--- Prompt ---
Find every line below that contains the word "condiment", and copy each of those lines. Match the case exactly.

--- --- ---

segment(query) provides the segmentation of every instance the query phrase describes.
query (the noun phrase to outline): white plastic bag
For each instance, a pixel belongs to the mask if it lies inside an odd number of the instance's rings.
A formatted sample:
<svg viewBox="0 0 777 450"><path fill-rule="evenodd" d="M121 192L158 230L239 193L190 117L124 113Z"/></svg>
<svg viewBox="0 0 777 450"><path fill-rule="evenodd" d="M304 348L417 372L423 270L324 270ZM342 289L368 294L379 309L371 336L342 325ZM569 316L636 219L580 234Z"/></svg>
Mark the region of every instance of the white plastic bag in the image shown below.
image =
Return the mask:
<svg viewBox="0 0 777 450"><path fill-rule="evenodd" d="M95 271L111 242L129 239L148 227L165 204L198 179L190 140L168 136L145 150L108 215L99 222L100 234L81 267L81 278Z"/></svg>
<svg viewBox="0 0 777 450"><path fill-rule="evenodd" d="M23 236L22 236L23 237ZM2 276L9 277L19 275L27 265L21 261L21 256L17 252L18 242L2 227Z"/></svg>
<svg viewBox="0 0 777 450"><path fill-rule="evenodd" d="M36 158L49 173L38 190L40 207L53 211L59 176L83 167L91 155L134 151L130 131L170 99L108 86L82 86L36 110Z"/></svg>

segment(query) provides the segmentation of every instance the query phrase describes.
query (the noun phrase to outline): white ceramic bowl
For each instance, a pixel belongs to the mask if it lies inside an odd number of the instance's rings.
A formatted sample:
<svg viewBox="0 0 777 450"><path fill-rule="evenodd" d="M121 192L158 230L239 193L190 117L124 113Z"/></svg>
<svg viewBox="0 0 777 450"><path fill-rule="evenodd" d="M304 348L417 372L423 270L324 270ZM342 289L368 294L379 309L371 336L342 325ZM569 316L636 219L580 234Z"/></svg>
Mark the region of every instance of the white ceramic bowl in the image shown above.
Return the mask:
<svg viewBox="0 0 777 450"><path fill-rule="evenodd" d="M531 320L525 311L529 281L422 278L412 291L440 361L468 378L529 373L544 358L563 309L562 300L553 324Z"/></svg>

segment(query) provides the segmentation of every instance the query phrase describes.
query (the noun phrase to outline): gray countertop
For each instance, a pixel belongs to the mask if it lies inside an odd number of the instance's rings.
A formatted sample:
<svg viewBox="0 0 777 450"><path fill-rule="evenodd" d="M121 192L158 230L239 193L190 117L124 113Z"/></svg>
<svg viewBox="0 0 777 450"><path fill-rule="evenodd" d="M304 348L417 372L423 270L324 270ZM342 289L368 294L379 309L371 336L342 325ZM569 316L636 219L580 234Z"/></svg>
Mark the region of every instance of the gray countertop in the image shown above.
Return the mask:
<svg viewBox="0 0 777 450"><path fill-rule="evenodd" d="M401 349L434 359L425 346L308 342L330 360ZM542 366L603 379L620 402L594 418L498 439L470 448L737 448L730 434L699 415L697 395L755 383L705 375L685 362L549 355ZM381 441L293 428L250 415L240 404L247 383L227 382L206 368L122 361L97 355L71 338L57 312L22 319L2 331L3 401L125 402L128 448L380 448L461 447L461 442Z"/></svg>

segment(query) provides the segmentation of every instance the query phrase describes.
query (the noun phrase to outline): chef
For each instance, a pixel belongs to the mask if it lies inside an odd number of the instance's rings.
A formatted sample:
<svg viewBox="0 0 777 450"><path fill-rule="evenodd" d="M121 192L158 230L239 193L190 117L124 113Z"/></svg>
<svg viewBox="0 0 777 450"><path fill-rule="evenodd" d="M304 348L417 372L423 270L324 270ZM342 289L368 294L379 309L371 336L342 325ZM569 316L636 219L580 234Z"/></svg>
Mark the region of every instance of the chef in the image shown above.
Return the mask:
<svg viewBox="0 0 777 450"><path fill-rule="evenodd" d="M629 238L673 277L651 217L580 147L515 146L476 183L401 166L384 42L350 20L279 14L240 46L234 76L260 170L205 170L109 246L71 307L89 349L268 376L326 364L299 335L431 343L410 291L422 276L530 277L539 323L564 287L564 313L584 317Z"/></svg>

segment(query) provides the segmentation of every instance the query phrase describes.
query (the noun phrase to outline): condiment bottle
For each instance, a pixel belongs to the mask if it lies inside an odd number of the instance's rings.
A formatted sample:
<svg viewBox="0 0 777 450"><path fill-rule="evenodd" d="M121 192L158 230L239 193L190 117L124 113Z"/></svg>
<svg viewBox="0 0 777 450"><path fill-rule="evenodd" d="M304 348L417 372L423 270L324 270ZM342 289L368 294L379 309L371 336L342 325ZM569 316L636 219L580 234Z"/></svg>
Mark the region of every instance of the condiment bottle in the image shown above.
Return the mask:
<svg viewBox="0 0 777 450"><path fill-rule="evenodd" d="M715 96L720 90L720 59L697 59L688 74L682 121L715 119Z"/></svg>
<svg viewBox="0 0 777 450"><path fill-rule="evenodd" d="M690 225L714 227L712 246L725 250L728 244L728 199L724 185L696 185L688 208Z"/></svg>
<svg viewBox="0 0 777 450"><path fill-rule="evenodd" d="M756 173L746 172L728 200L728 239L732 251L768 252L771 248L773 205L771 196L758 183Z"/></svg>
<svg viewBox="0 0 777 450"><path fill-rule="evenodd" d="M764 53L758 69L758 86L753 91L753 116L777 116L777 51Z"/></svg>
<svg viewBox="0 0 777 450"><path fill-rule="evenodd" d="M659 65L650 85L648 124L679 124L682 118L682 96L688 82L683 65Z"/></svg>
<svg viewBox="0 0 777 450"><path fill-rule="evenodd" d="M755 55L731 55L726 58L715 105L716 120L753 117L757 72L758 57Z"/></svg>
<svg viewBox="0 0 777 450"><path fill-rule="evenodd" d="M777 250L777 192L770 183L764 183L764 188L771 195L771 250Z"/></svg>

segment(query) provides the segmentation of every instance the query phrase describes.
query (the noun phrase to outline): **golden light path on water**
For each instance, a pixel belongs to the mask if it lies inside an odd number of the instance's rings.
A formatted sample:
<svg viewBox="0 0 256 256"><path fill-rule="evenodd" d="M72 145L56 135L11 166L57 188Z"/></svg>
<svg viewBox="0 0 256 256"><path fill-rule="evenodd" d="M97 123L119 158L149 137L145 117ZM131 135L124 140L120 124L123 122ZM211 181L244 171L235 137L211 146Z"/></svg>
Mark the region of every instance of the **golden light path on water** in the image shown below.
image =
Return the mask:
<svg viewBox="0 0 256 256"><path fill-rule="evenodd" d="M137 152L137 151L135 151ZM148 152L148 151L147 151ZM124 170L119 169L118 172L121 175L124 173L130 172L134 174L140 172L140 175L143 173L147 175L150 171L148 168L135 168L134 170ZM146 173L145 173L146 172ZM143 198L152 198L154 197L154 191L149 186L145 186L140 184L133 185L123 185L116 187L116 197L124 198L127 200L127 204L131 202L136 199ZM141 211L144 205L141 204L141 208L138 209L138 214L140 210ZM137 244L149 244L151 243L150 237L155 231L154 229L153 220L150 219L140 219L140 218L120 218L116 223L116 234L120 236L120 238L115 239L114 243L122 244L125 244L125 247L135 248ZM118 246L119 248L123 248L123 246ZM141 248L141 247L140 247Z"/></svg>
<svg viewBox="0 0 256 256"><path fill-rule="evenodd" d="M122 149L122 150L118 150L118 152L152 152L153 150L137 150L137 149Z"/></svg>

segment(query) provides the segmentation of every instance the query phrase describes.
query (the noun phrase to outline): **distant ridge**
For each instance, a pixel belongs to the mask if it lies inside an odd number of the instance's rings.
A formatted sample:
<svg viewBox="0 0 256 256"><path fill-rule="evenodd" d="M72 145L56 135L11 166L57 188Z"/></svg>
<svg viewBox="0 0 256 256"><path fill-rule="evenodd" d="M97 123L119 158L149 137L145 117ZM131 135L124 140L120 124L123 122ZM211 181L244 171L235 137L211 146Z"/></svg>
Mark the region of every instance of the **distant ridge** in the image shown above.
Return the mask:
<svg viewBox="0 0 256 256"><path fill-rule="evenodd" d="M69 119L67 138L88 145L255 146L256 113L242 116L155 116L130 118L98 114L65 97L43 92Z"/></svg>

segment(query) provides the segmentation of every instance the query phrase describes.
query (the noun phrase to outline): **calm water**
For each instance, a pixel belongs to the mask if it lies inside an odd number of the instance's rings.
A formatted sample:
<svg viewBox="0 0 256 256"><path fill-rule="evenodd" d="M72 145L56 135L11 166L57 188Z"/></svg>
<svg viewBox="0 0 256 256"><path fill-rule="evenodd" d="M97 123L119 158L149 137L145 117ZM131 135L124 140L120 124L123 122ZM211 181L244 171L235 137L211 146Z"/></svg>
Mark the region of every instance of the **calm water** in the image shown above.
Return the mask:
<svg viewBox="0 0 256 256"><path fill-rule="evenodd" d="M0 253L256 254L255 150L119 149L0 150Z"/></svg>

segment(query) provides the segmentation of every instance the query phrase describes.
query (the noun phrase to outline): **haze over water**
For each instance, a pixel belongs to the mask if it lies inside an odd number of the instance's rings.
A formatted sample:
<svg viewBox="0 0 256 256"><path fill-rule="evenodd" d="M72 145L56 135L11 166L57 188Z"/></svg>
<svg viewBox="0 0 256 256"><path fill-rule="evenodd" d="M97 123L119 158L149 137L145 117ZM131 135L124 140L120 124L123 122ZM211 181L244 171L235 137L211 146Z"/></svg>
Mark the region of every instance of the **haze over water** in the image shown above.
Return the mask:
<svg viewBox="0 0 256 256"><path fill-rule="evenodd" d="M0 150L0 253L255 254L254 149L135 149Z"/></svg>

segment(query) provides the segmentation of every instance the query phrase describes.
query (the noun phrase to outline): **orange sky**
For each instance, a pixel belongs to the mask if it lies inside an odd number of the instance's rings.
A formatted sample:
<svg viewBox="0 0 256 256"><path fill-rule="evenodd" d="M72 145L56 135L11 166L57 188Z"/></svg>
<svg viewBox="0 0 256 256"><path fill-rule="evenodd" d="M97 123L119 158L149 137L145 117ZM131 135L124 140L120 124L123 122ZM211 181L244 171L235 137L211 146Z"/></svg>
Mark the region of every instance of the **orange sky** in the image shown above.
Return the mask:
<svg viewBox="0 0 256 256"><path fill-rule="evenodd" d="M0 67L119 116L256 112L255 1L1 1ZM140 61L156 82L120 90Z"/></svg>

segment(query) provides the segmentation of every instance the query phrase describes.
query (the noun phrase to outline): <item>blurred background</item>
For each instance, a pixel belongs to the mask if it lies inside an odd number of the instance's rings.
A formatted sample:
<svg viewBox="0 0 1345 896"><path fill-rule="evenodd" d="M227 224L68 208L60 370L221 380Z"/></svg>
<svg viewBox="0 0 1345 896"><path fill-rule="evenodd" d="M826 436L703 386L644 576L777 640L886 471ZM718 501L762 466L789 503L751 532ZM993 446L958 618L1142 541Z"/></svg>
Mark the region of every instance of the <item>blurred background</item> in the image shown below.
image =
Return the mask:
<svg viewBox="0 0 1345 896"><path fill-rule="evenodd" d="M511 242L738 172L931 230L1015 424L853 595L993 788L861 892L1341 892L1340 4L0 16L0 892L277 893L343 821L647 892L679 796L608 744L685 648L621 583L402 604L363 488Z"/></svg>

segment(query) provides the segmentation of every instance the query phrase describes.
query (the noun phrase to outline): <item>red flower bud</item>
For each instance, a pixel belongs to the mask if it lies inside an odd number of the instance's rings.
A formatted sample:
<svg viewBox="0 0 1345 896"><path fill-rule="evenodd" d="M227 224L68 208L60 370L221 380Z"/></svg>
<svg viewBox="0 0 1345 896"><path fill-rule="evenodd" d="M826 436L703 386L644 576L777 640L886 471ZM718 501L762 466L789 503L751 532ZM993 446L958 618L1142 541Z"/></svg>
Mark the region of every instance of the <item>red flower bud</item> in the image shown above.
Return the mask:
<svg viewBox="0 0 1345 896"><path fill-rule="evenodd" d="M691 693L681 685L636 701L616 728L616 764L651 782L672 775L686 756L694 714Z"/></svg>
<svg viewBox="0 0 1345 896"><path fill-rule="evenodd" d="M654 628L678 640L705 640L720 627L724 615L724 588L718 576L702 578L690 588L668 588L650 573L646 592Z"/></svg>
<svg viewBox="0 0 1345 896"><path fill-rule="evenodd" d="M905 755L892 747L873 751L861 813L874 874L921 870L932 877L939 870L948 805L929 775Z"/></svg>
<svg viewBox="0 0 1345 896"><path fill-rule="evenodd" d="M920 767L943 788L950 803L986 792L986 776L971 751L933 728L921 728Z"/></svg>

--- --- ---

--- Task output ---
query (the noun phrase to outline): condiment bottle
Mark the region of every instance of the condiment bottle in the image shown above.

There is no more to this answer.